======== PASSAGE ========

Tiger Woods reacts to his approach shot on the ninth hole during the first round of THE PLAYERS Championship held at THE PLAYERS Stadium course at TPC Sawgrass on May 12, 2011 in Ponte Vedra Beach, Florida. Woods withdrew after shooting a 42 on the front nine holes. (Photo by Streeter Lecka/Getty Images)
When Tiger Woods limped off the course Thursday and withdrew after nine ugly holes in the PLAYERS Championship, my reaction was one of sadness. I am a fan of transcendent greatness, and at his best Woods played golf in a way it had never been played before. If it hadn't ended already, though, Thursday's painful performance pretty much drove home the point that the Tiger Woods Era as golf's dominant force is over, and it isn't coming back.
Woods may yet find a way to pull his body, his life and his swing together enough to surpass Jack Nicklaus' record of 18 major titles. Woods' career, though, will measure up to what we thought it might.
Woods, though, is hardly the first athlete to suffer a fate like this. Far from it. The sports landscape is littered with broken dreams. Littered with woulda/coulda/shoulda beens ... if only my body had not betrayed me before it was supposed to.
Many of those examples come from right here in New York. I have listed five below, and added a few others for good measure in a subsequent paragraph. Feel free to add your own names to the list.
Don Mattingly: From 184-87 the New York Yankees first baseman was thought by many to be the game's best player, and a lock to eventually be enshrined into the Baseball Hall of Fame. His best season came in 1985 when he hit 35 home runs, drove in 145 runs and batted .324 in winning the American League MVP. A back injury suffered during the 1987 season sapped Mattingly of much of his power, though, and the remainder of his career was unspectacular. Mattingly will fall far short of making it to the Hall.
Mickey Mantle: One of the greatest players even, Mantle could quite possibly have been the greatest baseball player of all time if not for chronic leg injuries, mostly to his knees, that made getting ready to play a chore. The injuries both shortened his career and robbed him of the speed and athleticism that made him special.
Dwight Gooden: Gooden won 17 games for the New York Mets in 1984 at the age of 19, and earned Cy Young honors in 1985 by winning 24 games at the age of 20. Few pitchers ever threw the ball the way Gooden did, with an unhittable curveball. He began suffering shoulder injuries in 1989, however, and what looked like a certain transcendent career descended into mediocrity. Gooden had 100 career victories by the age of 24, but by then was basically done as a dominant pitcher. He kicked around for 11 more seasons, but won just 94 more games. Drug use was also part of Gooden's demise.

======== MATERIAL SHOWN ========

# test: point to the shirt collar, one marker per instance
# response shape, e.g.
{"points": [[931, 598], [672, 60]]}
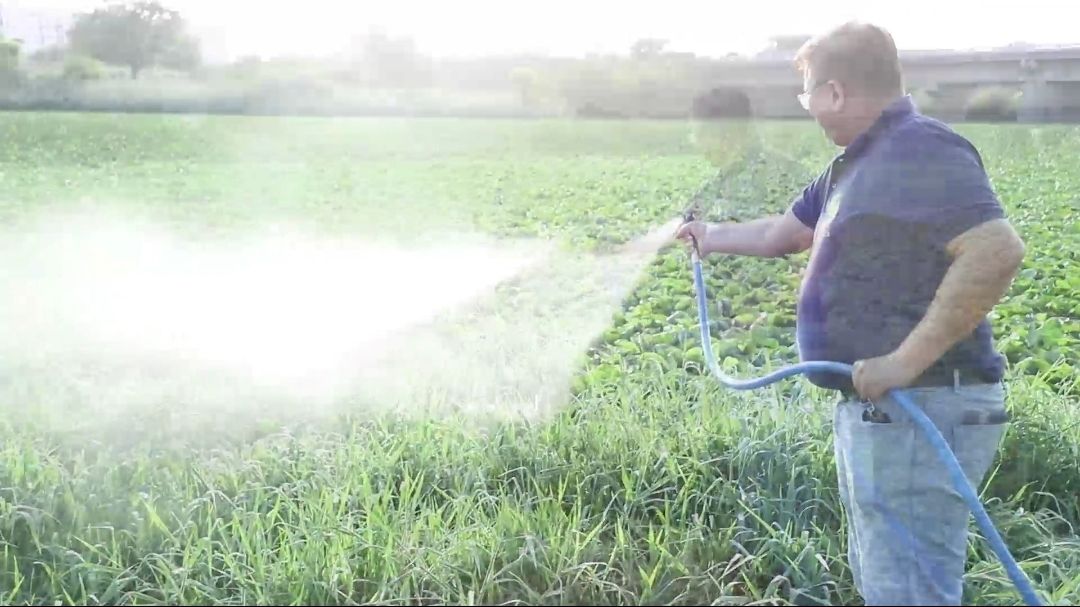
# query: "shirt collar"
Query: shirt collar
{"points": [[890, 116]]}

========

APPLY WHAT YOU READ:
- a) Could you restate the article on careers cut short by injury starting with "Many of those" and going on through "to the list.", substituting "section" for "paragraph"?
- b) Can you resume the article on careers cut short by injury, writing on from its last sentence?

RESULTS IN ORDER:
- a)
Many of those examples come from right here in New York. I have listed five below, and added a few others for good measure in a subsequent section. Feel free to add your own names to the list.

- b)
Joe Namath: The Hall of Fame New York Jets quarterback led them to their only Super Bowl in 1969. But, bad knees limited what he could have accomplished. He missed more than half of the Jets' games from 1970-1973.
Bernard King: Played for both the New Jersey Nets and New York Knicks, and at the height of his career was an unstoppable scorer. Averaged 32.9 points per game for the Knicks in the 1984-85 season and became the first player in franchise history with back-to-back 50-point games. King, however, suffered a devastating knee injury 55 games into that season. He missed all of the following season and played just six games two years later. He eventually did return and played four and a half more seasons, even averaging 28.4 points per game in his final season. King, though, was never the same dominant, explosive player.
Many other names could also be included on this list. Frank Gifford, the Hall of Fame New York Giant, lost two years off his career due to a devastating hit by Chuck Bednarik. The New York Mets Generation K trio of Jason Isringhausen, Bill Pulsipher and Paul Wilson were much ballyhooed, but none ever became the dominant pitchers they were believed to be due to injuries. Brien Taylor of the New York Yankees never even got a chance, wrecking his shoulder and his 100-mph fastball in a barroom brawl after being picked No. 1 overall by the Yankees. Mark Bavaro's bad knees and the damaged shoulders of Chad Pennington and Mel Stottlemyre also limited careers that could have amounted to much more.
I guess the point is this, as it relates to Tiger Woods. At his zenith, we saw Woods play golf the way it had never been played before. For a variety of reasons, mostly the stunning breakdown of his body, we will never see from Woods what we thought just a few short years ago that we were going to see. That, however, is the nature of sports. We don't have to look far for examples.